*TEXT*:

[start]

Sojourner Truth delivers powerful speech on African American women’s rights

At the Ohio Women’s Rights Convention, on May 29, 1851, the formerly enslaved woman, Sojourner Truth, rises to speak and assert her right to equality as a woman, as well as a Black American. The exact wording of her speech, which becomes famous for the refrain, “Ain’t I a Woman?” has been lost to history. In fact, historians have since challenged whether Truth ever used the famous refrain as she spoke. Nonetheless, her speech becomes widely regarded as one of the most powerful moments of the early women’s liberation movement.

Born into slavery in Ulster County, New York, Isabella Baumfree escaped with her infant daughter in 1826 and chose the name Sojourner Truth. She later successfully sued a slaveowner for custody of her son, becoming the first Black woman to take a white man to court and win. She remained an antislavery activist and, after the Civil War, a crusader for the rights of African Americans for the rest of her life. Her speech at the Ohio Women’s Rights Convention formed much of the foundation of her legacy.

[end]

*RECORDED DATA*:
[start]

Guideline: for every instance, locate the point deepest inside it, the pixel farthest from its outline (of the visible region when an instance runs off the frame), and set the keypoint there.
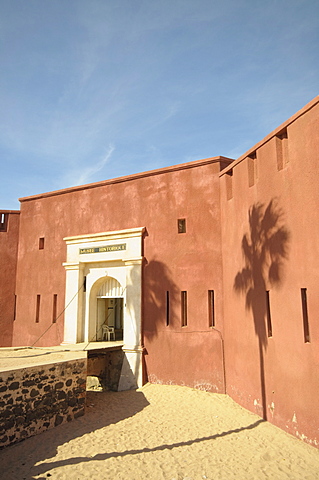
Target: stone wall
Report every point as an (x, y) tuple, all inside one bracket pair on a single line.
[(36, 398), (104, 369)]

[end]

*STATED TASK A*:
According to the Sojourner Truth text, in what year did Isabella Baumfree escape with her infant daughter?
*STATED TASK B*:
Quote the Sojourner Truth text from "At the Ohio Women’s Rights Convention, on" to "women’s liberation movement.".
The listing is material separate from the Sojourner Truth text.

*OUTPUT A*:
1826

*OUTPUT B*:
At the Ohio Women’s Rights Convention, on May 29, 1851, the formerly enslaved woman, Sojourner Truth, rises to speak and assert her right to equality as a woman, as well as a Black American. The exact wording of her speech, which becomes famous for the refrain, “Ain’t I a Woman?” has been lost to history. In fact, historians have since challenged whether Truth ever used the famous refrain as she spoke. Nonetheless, her speech becomes widely regarded as one of the most powerful moments of the early women’s liberation movement.